● WRITTEN EXERCISE:
Copy all records verbatim.
=======
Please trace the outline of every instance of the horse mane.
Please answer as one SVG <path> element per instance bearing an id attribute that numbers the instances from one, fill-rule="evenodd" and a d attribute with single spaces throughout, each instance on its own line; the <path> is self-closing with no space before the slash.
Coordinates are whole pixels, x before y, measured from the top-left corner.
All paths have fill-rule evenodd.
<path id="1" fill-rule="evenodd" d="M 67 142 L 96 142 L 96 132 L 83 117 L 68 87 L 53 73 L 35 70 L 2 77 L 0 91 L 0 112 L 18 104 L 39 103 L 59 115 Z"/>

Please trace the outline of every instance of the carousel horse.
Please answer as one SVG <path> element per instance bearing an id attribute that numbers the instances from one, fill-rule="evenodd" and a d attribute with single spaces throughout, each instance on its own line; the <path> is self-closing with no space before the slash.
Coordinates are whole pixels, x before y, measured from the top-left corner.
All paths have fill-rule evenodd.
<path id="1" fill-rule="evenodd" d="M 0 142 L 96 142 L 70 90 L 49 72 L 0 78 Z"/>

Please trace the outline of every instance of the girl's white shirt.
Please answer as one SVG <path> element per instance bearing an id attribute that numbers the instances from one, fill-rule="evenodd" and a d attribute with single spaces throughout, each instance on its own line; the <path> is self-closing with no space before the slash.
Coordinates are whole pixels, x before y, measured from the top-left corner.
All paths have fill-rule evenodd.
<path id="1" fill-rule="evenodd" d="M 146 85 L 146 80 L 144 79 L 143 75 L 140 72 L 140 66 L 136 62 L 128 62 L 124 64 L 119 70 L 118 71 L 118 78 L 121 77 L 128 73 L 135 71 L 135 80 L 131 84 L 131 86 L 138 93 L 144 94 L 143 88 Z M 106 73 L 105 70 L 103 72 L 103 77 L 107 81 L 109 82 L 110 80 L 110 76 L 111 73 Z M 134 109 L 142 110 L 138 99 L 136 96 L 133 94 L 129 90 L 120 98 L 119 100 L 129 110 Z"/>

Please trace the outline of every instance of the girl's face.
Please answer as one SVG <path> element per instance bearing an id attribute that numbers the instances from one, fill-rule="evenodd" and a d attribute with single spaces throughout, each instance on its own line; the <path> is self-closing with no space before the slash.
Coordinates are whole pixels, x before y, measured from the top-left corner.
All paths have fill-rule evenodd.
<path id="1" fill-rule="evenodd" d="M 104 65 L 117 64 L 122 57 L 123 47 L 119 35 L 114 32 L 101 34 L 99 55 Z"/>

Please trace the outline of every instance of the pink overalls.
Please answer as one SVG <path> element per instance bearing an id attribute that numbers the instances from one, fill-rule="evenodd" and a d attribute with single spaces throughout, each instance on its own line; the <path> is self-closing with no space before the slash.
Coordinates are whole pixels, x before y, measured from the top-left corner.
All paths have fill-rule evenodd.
=======
● WRITTEN SOLUTION:
Please trace the outline of every instance of the horse mane.
Please answer as one SVG <path> element per instance bearing an id attribute that numbers the instances from one, fill-rule="evenodd" and a d attribute with single spaces throughout, each instance on its own line; the <path> is self-closing with no space before the slash.
Coordinates are whole pixels, x before y, measured from the top-left corner.
All paths have fill-rule evenodd.
<path id="1" fill-rule="evenodd" d="M 67 142 L 96 142 L 96 132 L 83 117 L 68 87 L 53 73 L 35 70 L 2 77 L 0 91 L 0 112 L 18 104 L 39 103 L 59 115 Z"/>

Please trace the outline of every instance of the carousel horse.
Please answer as one SVG <path> element per instance bearing an id attribute that numbers the instances from one, fill-rule="evenodd" and a d attribute with single spaces throughout, each instance on its own line; the <path> is self-closing with no space before the slash.
Coordinates are whole pixels, x before y, measured from the top-left corner.
All paths have fill-rule evenodd.
<path id="1" fill-rule="evenodd" d="M 0 142 L 96 142 L 70 90 L 49 72 L 0 78 Z"/>

Please trace the outline of every instance of the girl's white shirt.
Please answer as one SVG <path> element per instance bearing an id attribute that numbers the instances from one, fill-rule="evenodd" and a d attribute with single spaces throughout, each instance on its own line; the <path> is self-closing with no space before the slash.
Coordinates are whole pixels, x before y, measured from the top-left corner.
All paths have fill-rule evenodd.
<path id="1" fill-rule="evenodd" d="M 146 85 L 146 80 L 144 79 L 143 75 L 140 72 L 140 66 L 136 62 L 128 62 L 124 64 L 119 70 L 118 71 L 118 78 L 121 77 L 128 73 L 135 71 L 135 80 L 131 84 L 131 86 L 138 93 L 144 94 L 143 88 Z M 106 73 L 105 70 L 103 72 L 103 77 L 107 81 L 109 82 L 110 80 L 110 76 L 111 73 Z M 134 109 L 142 110 L 138 99 L 136 96 L 133 94 L 129 90 L 120 98 L 119 100 L 129 110 Z"/>

Please trace the outline of every instance of the girl's face.
Please answer as one SVG <path> element per instance bearing an id attribute that numbers the instances from one, fill-rule="evenodd" and a d attribute with single spaces throughout, each instance on its own line; the <path> is self-closing with no space before the slash.
Coordinates are whole pixels, x before y, measured from the top-left corner.
All paths have fill-rule evenodd.
<path id="1" fill-rule="evenodd" d="M 104 65 L 117 64 L 122 57 L 123 47 L 119 35 L 114 32 L 101 34 L 99 55 Z"/>

Please trace the outline of every instance of the pink overalls.
Please answer as one SVG <path> element per instance bearing an id attribute that numbers the instances from one, fill-rule="evenodd" and a d attribute with single spaces throughout, each instance on its own line; the <path> is self-closing with no space before the slash.
Coordinates are whole pixels, x before y, measured from the top-left corner.
All paths have fill-rule evenodd.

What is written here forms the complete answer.